## ISTRUZIONE:
Converti l'intero listato seguente in un CSV a due colonne, "testo" e "risposta", con una riga per ciascun testo accompagnato dalla sua risposta. Racchiudi ogni valore in un solo campo tra virgolette, sostituisci gli a capo con spazi e ometti le immagini.

Dati estratti da una raccolta:
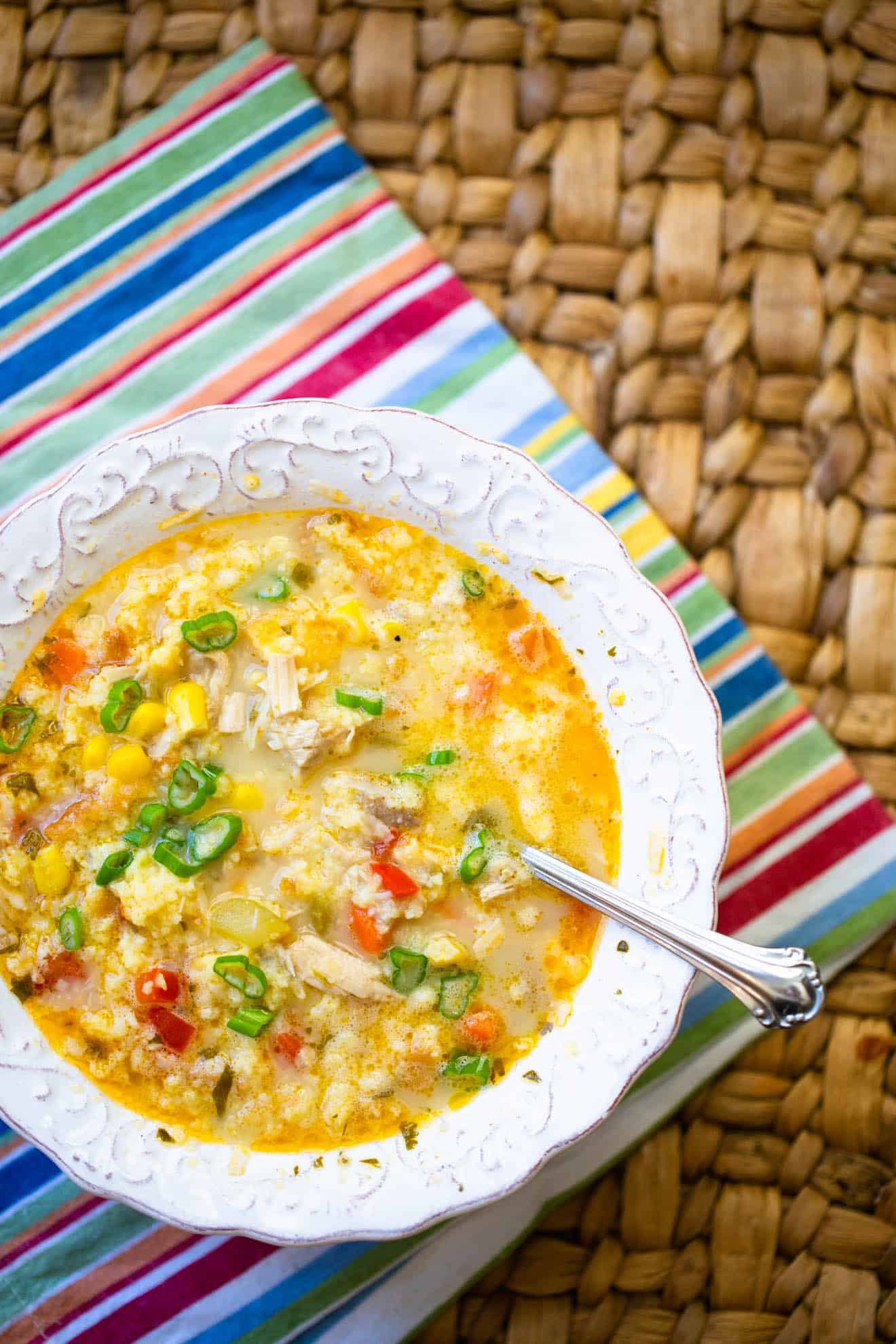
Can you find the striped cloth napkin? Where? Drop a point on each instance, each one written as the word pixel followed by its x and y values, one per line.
pixel 231 248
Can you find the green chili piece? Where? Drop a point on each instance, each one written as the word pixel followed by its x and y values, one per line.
pixel 303 574
pixel 71 929
pixel 369 701
pixel 242 973
pixel 16 722
pixel 470 1069
pixel 221 1091
pixel 273 591
pixel 214 836
pixel 473 863
pixel 211 632
pixel 190 788
pixel 409 969
pixel 113 866
pixel 473 584
pixel 166 855
pixel 124 698
pixel 443 757
pixel 250 1022
pixel 455 994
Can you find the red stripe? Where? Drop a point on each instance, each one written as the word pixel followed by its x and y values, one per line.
pixel 256 73
pixel 764 743
pixel 802 865
pixel 67 1218
pixel 382 341
pixel 344 322
pixel 301 248
pixel 182 1289
pixel 793 825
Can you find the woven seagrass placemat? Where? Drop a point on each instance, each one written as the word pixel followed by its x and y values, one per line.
pixel 688 215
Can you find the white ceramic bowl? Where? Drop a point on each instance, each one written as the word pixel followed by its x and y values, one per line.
pixel 665 737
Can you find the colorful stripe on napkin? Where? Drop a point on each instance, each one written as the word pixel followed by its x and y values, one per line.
pixel 231 248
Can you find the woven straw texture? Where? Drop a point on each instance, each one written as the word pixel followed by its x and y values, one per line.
pixel 687 212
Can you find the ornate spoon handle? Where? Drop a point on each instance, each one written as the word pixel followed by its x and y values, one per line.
pixel 779 986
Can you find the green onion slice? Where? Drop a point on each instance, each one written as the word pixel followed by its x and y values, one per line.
pixel 242 973
pixel 472 1069
pixel 369 701
pixel 214 836
pixel 473 863
pixel 221 1091
pixel 473 584
pixel 190 788
pixel 273 591
pixel 113 866
pixel 303 574
pixel 455 994
pixel 124 698
pixel 168 858
pixel 16 722
pixel 211 632
pixel 250 1022
pixel 71 929
pixel 443 757
pixel 409 969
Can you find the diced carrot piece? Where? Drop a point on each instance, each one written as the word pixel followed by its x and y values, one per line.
pixel 366 931
pixel 64 659
pixel 395 880
pixel 481 1028
pixel 289 1045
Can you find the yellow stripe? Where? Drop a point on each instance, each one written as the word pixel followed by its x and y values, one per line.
pixel 548 436
pixel 643 536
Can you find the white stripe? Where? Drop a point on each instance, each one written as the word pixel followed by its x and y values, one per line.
pixel 221 207
pixel 143 1284
pixel 227 1299
pixel 90 195
pixel 837 809
pixel 198 278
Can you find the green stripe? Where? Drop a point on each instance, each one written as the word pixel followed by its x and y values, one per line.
pixel 699 606
pixel 111 1229
pixel 145 183
pixel 211 351
pixel 758 785
pixel 754 721
pixel 461 382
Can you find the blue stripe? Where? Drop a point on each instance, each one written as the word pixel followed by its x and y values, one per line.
pixel 578 467
pixel 285 1293
pixel 727 631
pixel 156 214
pixel 535 422
pixel 741 690
pixel 176 267
pixel 24 1175
pixel 450 363
pixel 813 928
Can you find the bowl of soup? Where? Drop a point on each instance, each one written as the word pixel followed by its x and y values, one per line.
pixel 285 691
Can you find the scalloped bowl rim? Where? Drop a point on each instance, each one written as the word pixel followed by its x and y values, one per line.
pixel 93 1160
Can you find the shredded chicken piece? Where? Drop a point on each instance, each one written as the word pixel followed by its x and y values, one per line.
pixel 336 971
pixel 233 713
pixel 282 684
pixel 301 739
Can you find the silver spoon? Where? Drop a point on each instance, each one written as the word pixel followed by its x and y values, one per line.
pixel 779 986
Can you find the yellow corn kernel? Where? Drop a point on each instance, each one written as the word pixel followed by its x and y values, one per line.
pixel 352 616
pixel 128 764
pixel 148 720
pixel 187 702
pixel 248 798
pixel 52 873
pixel 96 751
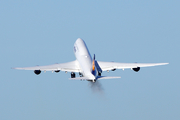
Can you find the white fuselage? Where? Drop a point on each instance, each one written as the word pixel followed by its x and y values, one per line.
pixel 84 58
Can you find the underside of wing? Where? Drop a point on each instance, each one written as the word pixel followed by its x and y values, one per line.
pixel 69 67
pixel 114 65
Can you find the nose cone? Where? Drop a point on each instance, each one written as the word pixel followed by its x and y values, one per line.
pixel 79 40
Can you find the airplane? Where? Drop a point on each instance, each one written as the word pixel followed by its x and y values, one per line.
pixel 88 68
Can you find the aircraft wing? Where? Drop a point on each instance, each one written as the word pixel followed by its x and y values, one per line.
pixel 114 65
pixel 69 67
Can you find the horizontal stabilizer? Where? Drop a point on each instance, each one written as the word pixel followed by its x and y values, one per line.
pixel 80 78
pixel 107 77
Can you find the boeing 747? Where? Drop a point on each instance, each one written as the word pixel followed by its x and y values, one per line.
pixel 87 67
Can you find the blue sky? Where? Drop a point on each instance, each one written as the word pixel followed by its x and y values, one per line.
pixel 43 32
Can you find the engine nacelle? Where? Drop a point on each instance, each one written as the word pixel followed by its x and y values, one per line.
pixel 37 72
pixel 136 69
pixel 73 75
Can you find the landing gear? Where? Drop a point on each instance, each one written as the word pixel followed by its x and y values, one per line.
pixel 73 75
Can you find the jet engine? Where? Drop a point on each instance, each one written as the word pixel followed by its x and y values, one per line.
pixel 37 72
pixel 136 69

## SOLUZIONE ESERCIZIO:
testo,risposta
"Can you find the striped cloth napkin? Where? Drop a point on each instance, each one written as the word pixel followed by its x and y values, one per line.","pixel 231 248"
"Can you find the green chili piece? Where? Drop a point on each instance, each one written as the word pixel followed by its x and y values, one per line.","pixel 303 574 pixel 71 929 pixel 369 701 pixel 242 973 pixel 16 722 pixel 470 1069 pixel 221 1091 pixel 273 591 pixel 214 836 pixel 473 863 pixel 211 632 pixel 190 788 pixel 409 969 pixel 113 866 pixel 473 584 pixel 166 855 pixel 124 698 pixel 443 757 pixel 250 1022 pixel 455 994"
"Can you find the red stripe? Where? Drop a point on each instance, each one written as the word pixel followed by its x and y values, one per line.","pixel 256 73 pixel 764 743 pixel 802 865 pixel 67 1218 pixel 382 341 pixel 344 322 pixel 301 248 pixel 182 1289 pixel 793 825"
"Can you find the woven seagrass placemat? Where? Drop a point on each instance, each one written as the word pixel followed by its x and y values, one per line.","pixel 688 215"
"Can you find the white ceramic bowl? Where? Drop a point on each instance, each one written as the word pixel followed by its x and y values, one per line.","pixel 665 737"
"Can you find the colorful stripe on napkin? Where? Drop a point on each instance, each one written as the word pixel followed by its x and y values, one per line.","pixel 231 248"
"Can you find the woven straw texture? Where? Drop a point on each instance, each one written as the word pixel followed by its x and y values, one per line.","pixel 687 212"
"Can you find the ornate spoon handle? Where? Drop a point on each instance, each one written as the word pixel followed by its x and y values, one per line.","pixel 779 986"
"Can you find the green onion slice? Where? Drop a point on each instance, each one written as the word pixel followed by its x and y values, one per line.","pixel 242 973 pixel 472 1069 pixel 369 701 pixel 214 836 pixel 473 863 pixel 221 1091 pixel 473 584 pixel 190 788 pixel 273 591 pixel 113 866 pixel 303 574 pixel 455 994 pixel 124 698 pixel 168 858 pixel 16 722 pixel 211 632 pixel 250 1022 pixel 71 929 pixel 443 757 pixel 409 969"
"Can you find the diced carrot piece? Where? Drop a point on each instance, each one written as the word pixel followed by its x and y values, one per line.","pixel 366 931 pixel 64 659 pixel 395 880 pixel 481 1028 pixel 289 1045"
"Can you find the yellow stripe? Where? Drop a point on each instance, each one written as the word pixel followed by its x and y values, one per line.","pixel 548 436 pixel 643 536"
"Can you find the white stripe? Where? Drop a point on each instance, each one written as the word pixel followed by its x and y values, one per line.","pixel 221 207 pixel 143 1284 pixel 227 1299 pixel 90 195 pixel 837 809 pixel 198 278"
"Can you find the green stripe? Where? Drop a point on each instance, each one written as the word pixel followed by its x and y values, one per line.","pixel 699 606 pixel 111 1229 pixel 145 183 pixel 211 351 pixel 758 785 pixel 754 721 pixel 461 382"
"Can you find the blue stripe? Where? Drop a point on each instance, each one written as the word pixel followed by its x and y values, one per line.","pixel 578 467 pixel 285 1293 pixel 727 631 pixel 156 214 pixel 535 422 pixel 741 690 pixel 176 267 pixel 24 1175 pixel 450 363 pixel 813 928"
"Can you find the bowl of soup? Where? Drop a point on each instance, each one written as the word pixel followed by its x and y values, one per line.","pixel 285 691"
"Can you find the scalloped bowl rim? Where? Drop a point on each instance, each one written as the word pixel followed by its x and y values, one per line.","pixel 93 1160"
"Can you find the shredded chicken piece? Where? Drop a point on each instance, each one written as the word pixel followed by its x and y values, one per line.","pixel 336 971 pixel 233 713 pixel 282 684 pixel 301 739"
"Can you find the silver spoon? Where? Drop a point on each instance, each one written as the word pixel followed by its x and y values, one per line.","pixel 779 986"
"Can you find the yellow corn kernel? Where? Drop a point on each instance, each one written as the word pixel followed by its x and y values, one per line.","pixel 352 616 pixel 128 764 pixel 148 720 pixel 187 702 pixel 248 798 pixel 52 873 pixel 96 751"
"Can you find the white fuselage? Where? Drop a point on each instance, each one written as the word pixel followed by its x and y values, one per line.","pixel 84 58"
"Can you find the underside of wing? Where? Drop a point on each instance, each one written as the word pixel followed by its x and y values, one per line.","pixel 69 67 pixel 114 65"
"Can you find the nose cone? Where? Drop a point on each instance, each one written as the word pixel followed by its x and y values, one per line.","pixel 79 40"
"Can you find the airplane? Where? Drop a point on each instance, each one written as the word pixel followed by its x and y values, one per line.","pixel 88 68"
"Can you find the aircraft wing? Where? Drop a point on each instance, each one written as the word pixel followed by its x and y values, one per line.","pixel 114 65 pixel 69 67"
"Can you find the horizontal stabilizer? Where? Drop a point on each instance, each one written as the word pixel followed by its x and y values, one per line.","pixel 80 78 pixel 107 77"
"Can you find the boeing 747? Where? Drop a point on each instance, each one written as the word pixel followed by its x and y values, one per line.","pixel 87 67"
"Can you find the blue sky? Where? Drop a point on each instance, each one written as the word pixel followed by its x and y values, one per line.","pixel 43 32"
"Can you find the engine nacelle? Where? Drop a point on each instance, each one written as the word pixel followed by its x and y values, one per line.","pixel 37 72 pixel 136 69 pixel 73 75"
"Can you find the landing gear? Where? Drop a point on each instance, each one written as the word pixel followed by its x and y values, one per line.","pixel 73 75"
"Can you find the jet engine? Where? Drop a point on each instance, each one written as the word pixel followed by its x and y values, one per line.","pixel 37 72 pixel 136 69"